▸ Brief: Go through the records below and copy out every line holding "clock".

▸ Extracted material:
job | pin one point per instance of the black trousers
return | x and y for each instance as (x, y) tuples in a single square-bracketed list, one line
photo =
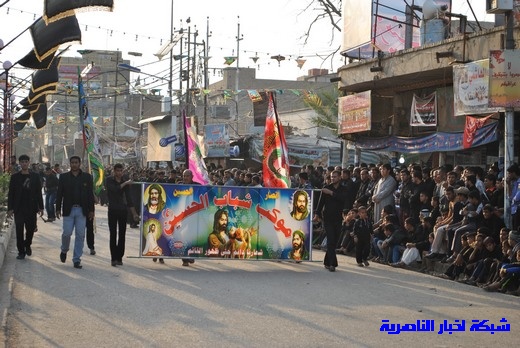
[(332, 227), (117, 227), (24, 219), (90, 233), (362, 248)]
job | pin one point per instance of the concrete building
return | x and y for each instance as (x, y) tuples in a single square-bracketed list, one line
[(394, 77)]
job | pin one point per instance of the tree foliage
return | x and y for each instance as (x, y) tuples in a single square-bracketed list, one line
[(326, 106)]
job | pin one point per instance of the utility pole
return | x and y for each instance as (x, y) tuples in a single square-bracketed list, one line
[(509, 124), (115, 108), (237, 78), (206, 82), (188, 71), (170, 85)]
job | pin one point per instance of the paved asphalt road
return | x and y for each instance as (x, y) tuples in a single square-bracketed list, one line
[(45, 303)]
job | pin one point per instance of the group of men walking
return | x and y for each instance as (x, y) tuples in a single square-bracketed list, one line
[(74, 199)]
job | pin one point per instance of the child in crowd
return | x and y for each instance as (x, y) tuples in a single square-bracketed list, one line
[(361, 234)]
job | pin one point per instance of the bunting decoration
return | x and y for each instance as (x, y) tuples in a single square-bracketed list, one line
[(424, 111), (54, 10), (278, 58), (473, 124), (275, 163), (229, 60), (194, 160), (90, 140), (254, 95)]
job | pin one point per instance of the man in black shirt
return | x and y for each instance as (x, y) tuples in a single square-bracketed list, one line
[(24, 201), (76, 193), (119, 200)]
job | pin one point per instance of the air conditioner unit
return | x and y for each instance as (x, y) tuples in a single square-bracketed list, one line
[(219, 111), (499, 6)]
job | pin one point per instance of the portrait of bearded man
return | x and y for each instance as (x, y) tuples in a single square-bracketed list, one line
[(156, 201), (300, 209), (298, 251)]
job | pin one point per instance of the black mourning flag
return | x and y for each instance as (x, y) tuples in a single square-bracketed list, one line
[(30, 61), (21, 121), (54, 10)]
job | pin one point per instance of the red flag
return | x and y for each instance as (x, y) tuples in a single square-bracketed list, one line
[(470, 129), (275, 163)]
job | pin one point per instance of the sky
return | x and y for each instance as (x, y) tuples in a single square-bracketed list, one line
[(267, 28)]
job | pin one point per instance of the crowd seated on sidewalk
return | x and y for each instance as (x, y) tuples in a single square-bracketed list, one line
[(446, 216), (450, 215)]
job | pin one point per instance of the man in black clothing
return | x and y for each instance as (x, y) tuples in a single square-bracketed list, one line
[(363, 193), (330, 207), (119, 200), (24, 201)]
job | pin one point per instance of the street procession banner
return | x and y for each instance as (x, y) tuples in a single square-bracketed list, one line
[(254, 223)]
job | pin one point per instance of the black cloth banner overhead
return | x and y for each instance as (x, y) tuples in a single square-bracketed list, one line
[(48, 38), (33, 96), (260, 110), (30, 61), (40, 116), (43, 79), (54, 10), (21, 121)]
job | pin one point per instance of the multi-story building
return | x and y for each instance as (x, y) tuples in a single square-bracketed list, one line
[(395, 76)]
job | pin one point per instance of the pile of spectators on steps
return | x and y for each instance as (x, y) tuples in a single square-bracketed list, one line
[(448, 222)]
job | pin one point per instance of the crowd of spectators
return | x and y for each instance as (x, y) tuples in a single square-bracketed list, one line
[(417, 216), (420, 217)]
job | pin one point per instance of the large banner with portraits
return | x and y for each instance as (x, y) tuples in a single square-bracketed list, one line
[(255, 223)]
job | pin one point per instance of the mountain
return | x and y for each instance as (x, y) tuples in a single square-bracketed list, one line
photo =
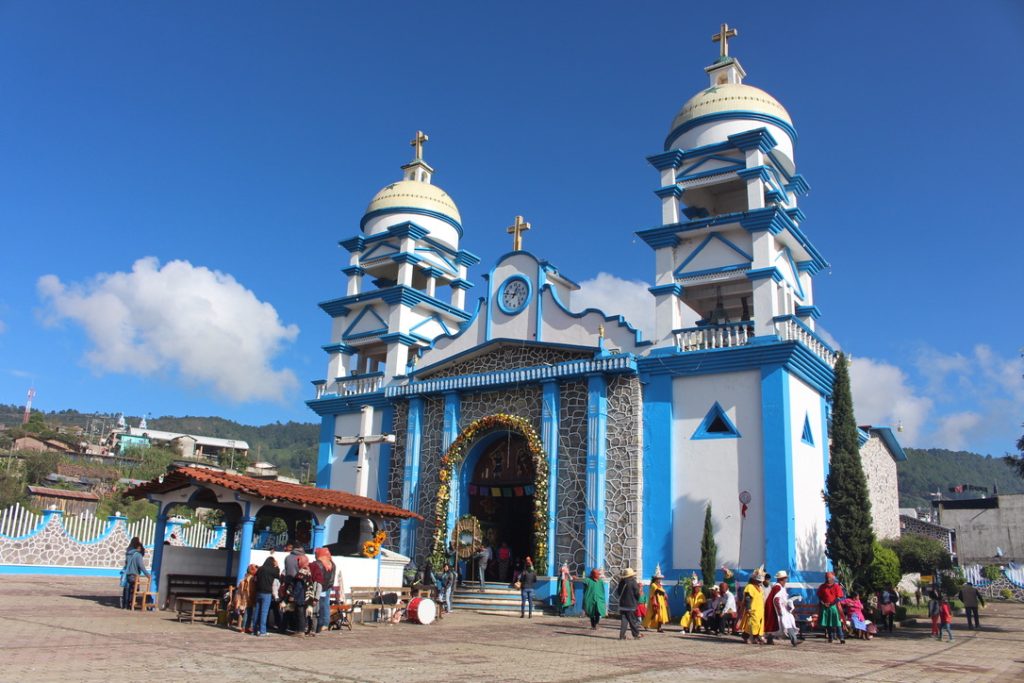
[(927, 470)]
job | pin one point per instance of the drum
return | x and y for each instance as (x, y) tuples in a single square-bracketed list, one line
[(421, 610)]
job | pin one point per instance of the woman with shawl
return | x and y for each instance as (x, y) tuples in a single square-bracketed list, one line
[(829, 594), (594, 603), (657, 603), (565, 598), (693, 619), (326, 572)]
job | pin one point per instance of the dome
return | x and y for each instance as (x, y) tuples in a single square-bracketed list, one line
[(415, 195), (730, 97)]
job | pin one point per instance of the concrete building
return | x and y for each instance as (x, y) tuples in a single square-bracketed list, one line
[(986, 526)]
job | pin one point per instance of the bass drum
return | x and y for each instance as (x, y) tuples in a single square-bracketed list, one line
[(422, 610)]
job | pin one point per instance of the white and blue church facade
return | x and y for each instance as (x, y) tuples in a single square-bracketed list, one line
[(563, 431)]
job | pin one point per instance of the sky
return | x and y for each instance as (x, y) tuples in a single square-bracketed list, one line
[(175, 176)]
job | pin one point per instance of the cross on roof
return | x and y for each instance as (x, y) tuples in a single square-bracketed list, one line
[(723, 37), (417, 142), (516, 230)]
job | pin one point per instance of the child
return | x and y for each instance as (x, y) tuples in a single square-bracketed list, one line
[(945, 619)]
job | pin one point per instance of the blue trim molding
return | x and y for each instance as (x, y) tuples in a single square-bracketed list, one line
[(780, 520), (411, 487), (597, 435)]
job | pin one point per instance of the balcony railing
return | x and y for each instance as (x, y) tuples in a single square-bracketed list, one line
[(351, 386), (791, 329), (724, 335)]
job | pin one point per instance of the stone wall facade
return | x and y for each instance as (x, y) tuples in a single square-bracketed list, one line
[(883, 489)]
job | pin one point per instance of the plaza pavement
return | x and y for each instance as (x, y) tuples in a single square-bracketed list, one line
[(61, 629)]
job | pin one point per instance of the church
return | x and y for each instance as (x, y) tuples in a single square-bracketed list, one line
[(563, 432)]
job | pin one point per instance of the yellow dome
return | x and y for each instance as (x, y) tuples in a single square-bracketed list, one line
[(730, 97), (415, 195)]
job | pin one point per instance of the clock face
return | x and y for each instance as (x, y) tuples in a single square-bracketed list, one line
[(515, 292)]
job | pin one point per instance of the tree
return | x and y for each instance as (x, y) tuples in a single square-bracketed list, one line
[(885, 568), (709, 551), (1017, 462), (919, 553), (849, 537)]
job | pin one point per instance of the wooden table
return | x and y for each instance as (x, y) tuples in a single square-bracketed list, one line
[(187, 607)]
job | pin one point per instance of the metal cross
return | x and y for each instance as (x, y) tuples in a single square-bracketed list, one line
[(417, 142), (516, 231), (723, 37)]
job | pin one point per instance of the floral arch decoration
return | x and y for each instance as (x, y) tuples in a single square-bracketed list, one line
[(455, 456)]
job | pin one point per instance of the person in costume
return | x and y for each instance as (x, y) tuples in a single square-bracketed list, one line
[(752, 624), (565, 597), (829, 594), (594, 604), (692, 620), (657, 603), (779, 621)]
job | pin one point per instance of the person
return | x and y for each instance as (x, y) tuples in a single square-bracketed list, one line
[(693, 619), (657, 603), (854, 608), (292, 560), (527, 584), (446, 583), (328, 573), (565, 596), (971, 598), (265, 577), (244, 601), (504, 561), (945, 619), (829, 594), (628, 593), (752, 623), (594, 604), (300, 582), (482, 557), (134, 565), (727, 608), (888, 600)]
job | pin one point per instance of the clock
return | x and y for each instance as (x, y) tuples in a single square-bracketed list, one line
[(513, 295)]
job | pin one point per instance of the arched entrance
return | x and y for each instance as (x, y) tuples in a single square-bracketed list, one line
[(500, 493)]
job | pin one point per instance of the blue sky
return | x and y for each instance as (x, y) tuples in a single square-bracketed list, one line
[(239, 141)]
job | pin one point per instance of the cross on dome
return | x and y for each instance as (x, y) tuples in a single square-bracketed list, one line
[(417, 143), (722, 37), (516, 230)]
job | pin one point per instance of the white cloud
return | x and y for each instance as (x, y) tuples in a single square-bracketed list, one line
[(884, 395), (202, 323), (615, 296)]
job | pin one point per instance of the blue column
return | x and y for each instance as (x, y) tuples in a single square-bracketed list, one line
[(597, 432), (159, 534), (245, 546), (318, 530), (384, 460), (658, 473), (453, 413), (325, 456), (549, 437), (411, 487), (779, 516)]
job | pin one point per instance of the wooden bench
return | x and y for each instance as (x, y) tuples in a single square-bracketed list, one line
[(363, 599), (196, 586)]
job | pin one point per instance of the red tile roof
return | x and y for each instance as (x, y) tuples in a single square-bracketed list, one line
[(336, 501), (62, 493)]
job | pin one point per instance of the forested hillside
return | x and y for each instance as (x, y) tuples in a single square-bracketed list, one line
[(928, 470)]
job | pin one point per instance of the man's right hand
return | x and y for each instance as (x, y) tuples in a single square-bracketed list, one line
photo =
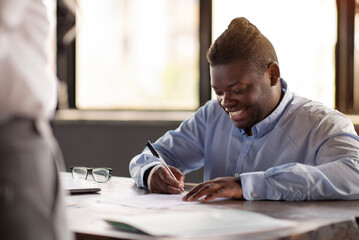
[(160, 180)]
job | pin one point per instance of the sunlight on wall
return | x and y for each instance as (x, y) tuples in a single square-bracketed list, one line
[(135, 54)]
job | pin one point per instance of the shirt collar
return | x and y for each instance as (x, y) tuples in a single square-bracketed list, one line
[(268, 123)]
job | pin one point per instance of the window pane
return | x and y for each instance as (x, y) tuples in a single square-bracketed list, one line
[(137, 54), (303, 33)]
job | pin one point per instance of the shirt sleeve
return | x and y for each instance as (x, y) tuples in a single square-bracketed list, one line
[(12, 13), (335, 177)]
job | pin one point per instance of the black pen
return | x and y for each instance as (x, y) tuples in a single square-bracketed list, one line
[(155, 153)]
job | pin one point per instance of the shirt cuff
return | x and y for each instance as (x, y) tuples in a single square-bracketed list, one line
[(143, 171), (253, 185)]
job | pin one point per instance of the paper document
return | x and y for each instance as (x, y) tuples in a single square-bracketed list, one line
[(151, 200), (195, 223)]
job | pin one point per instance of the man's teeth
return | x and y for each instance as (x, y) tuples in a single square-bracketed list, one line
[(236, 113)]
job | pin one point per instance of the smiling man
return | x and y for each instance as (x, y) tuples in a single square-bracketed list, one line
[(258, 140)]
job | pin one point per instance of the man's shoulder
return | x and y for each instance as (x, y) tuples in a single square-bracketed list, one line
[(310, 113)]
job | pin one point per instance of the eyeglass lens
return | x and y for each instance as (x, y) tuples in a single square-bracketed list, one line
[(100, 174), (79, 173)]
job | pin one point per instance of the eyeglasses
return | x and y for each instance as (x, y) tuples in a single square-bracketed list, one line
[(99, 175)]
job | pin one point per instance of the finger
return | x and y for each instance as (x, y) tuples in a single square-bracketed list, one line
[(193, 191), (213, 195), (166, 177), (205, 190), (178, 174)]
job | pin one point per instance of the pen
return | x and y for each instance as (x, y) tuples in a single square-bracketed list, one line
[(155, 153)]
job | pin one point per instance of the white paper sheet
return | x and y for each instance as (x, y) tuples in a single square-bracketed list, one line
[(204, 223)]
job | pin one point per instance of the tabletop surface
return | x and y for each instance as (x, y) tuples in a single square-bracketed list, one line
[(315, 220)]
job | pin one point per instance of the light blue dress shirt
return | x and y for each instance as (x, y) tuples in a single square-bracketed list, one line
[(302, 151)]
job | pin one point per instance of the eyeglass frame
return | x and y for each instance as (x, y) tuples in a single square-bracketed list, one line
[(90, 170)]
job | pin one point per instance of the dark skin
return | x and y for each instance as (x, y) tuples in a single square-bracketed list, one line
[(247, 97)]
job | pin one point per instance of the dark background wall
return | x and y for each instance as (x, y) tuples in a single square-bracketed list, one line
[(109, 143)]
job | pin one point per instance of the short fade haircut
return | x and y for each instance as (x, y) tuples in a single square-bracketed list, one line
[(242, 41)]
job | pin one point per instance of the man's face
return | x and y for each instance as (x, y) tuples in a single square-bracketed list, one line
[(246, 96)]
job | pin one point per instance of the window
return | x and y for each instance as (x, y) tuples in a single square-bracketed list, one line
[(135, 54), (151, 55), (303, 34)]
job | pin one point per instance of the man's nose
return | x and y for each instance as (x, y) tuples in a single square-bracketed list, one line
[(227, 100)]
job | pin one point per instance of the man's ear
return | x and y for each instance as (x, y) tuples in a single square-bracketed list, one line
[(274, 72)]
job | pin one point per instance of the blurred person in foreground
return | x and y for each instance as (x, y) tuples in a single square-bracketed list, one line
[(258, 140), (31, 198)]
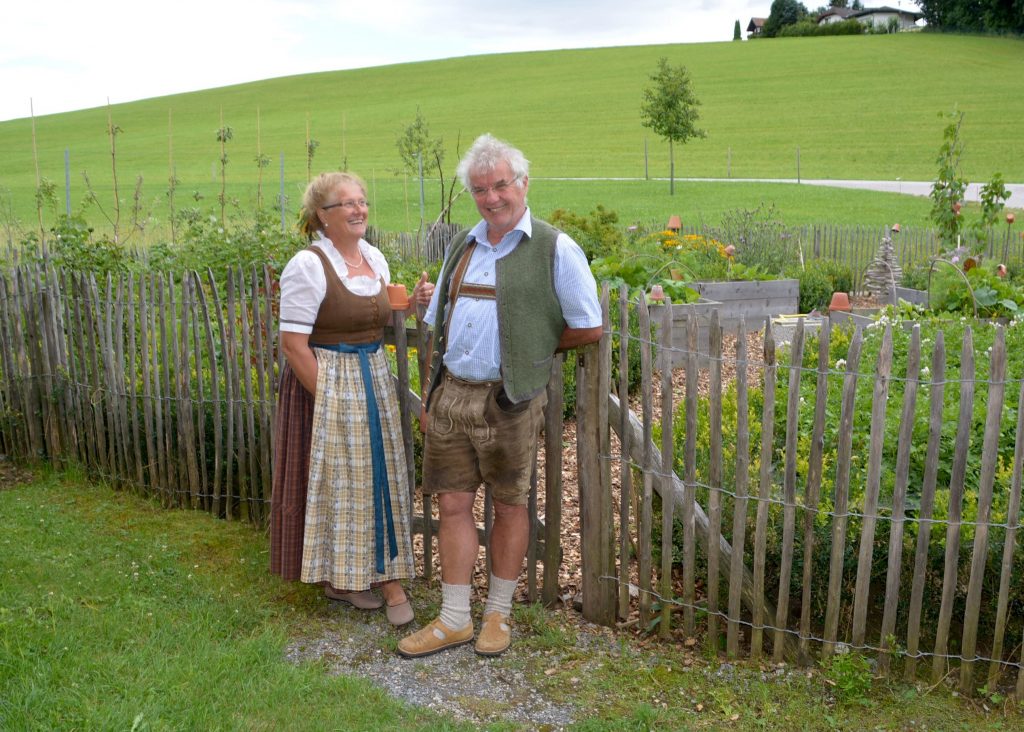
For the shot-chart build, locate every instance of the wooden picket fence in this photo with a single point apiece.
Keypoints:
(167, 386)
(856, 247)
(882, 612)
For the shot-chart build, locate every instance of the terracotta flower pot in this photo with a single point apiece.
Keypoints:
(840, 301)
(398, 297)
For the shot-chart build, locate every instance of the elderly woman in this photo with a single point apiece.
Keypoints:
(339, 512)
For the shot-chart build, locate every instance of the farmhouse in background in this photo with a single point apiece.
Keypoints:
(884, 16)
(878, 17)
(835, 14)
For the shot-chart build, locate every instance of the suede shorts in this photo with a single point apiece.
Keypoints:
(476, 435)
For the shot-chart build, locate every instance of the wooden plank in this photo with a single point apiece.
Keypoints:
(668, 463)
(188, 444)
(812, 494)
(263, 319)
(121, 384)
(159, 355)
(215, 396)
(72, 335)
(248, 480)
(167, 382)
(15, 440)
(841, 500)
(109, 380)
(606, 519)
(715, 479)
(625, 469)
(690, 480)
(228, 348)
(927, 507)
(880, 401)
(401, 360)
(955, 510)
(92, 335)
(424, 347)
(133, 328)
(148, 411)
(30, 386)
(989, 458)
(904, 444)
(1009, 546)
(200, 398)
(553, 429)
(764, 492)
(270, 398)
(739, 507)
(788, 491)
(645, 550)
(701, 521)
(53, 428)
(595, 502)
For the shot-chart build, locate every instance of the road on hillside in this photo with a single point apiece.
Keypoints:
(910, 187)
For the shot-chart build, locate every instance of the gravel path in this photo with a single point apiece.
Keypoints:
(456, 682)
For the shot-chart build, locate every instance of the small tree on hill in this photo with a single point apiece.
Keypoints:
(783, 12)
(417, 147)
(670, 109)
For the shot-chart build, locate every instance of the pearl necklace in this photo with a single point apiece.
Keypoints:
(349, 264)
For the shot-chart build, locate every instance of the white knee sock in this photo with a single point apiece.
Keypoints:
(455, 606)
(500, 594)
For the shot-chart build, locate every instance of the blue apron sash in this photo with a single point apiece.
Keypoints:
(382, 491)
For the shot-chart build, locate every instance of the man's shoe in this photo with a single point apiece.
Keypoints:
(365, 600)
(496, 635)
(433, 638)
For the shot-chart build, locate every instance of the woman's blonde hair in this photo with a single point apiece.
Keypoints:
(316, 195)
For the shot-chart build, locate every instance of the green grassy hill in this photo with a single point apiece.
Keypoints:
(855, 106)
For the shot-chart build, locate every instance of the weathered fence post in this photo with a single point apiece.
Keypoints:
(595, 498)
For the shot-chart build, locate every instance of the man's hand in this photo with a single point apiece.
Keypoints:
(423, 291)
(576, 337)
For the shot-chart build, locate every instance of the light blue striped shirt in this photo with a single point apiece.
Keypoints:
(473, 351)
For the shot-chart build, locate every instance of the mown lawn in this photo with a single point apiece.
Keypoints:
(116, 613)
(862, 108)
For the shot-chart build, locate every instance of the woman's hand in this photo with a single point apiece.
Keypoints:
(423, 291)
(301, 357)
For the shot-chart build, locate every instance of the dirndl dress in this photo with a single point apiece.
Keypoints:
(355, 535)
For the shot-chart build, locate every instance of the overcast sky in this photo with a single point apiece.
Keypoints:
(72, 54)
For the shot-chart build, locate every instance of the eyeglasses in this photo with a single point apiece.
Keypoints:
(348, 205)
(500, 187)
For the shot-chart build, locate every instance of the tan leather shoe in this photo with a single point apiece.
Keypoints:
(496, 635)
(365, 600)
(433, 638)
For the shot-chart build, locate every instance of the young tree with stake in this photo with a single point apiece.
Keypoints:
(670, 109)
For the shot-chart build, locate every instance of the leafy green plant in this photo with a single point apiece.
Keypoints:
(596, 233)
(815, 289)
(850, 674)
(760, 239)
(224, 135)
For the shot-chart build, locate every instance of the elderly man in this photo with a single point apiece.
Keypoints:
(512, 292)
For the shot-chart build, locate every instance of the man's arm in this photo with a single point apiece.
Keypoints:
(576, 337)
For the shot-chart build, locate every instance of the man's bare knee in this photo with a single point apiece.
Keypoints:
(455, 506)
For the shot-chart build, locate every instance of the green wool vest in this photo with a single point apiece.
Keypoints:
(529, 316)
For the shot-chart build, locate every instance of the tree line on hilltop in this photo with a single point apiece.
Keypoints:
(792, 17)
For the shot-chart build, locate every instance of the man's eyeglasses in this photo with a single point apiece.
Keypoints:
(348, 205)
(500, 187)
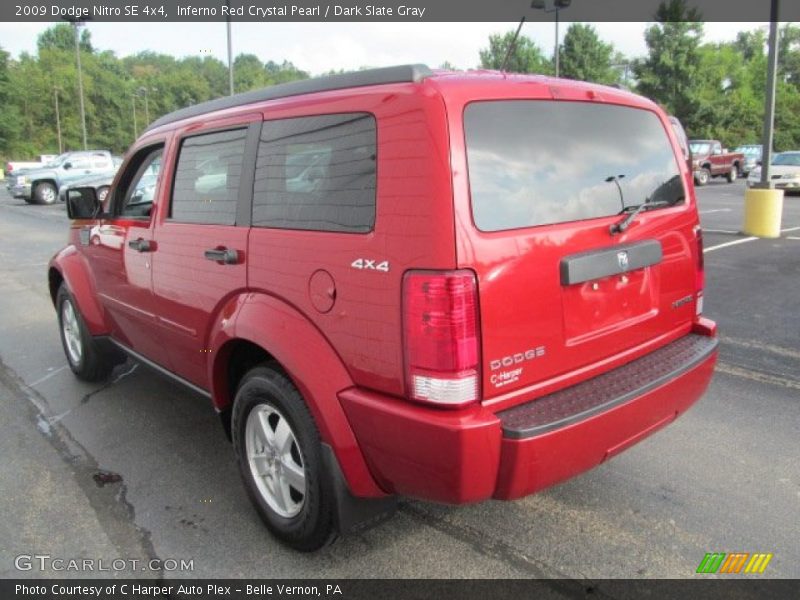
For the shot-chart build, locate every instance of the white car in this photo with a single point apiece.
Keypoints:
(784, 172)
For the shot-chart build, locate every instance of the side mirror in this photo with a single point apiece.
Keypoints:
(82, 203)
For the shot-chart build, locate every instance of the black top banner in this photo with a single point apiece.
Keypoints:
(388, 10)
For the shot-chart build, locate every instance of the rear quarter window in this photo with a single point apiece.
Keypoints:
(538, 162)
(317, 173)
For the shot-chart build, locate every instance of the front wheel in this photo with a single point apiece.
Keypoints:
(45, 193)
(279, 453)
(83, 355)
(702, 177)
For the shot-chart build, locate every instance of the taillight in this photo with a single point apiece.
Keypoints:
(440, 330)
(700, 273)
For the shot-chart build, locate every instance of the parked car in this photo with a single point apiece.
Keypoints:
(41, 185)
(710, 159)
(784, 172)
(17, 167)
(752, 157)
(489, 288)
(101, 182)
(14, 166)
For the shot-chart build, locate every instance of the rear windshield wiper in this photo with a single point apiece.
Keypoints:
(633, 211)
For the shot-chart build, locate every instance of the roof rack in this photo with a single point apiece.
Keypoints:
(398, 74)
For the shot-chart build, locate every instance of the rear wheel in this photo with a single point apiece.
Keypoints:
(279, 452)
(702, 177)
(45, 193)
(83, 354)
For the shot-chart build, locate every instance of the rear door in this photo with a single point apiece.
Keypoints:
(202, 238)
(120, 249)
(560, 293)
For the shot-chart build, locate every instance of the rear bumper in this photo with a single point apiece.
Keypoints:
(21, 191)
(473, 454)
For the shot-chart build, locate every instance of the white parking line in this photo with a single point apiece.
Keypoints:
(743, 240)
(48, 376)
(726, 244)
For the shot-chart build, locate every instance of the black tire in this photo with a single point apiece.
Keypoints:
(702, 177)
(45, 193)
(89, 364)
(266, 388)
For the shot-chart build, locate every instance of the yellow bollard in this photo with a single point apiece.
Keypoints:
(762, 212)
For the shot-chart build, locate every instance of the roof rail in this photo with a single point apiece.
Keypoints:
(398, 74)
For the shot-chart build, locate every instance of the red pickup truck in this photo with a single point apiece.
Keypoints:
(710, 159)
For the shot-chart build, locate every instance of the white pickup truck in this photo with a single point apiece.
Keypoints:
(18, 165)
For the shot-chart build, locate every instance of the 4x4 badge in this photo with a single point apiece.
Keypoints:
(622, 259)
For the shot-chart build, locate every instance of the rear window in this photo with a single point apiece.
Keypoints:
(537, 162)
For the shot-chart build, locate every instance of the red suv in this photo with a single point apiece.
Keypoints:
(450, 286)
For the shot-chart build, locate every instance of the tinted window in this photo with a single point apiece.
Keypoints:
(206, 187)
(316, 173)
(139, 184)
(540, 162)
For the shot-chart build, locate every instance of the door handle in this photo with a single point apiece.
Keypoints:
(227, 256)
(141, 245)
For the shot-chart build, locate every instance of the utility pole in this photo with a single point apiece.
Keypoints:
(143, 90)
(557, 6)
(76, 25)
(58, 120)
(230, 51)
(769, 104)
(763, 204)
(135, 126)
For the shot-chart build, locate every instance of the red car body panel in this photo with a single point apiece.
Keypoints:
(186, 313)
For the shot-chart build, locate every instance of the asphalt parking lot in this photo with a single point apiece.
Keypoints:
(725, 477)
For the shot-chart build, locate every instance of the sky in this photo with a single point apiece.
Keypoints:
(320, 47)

▸ Answer area:
job | pin one point per instance of the clock face
job | pin one point per instance of the clock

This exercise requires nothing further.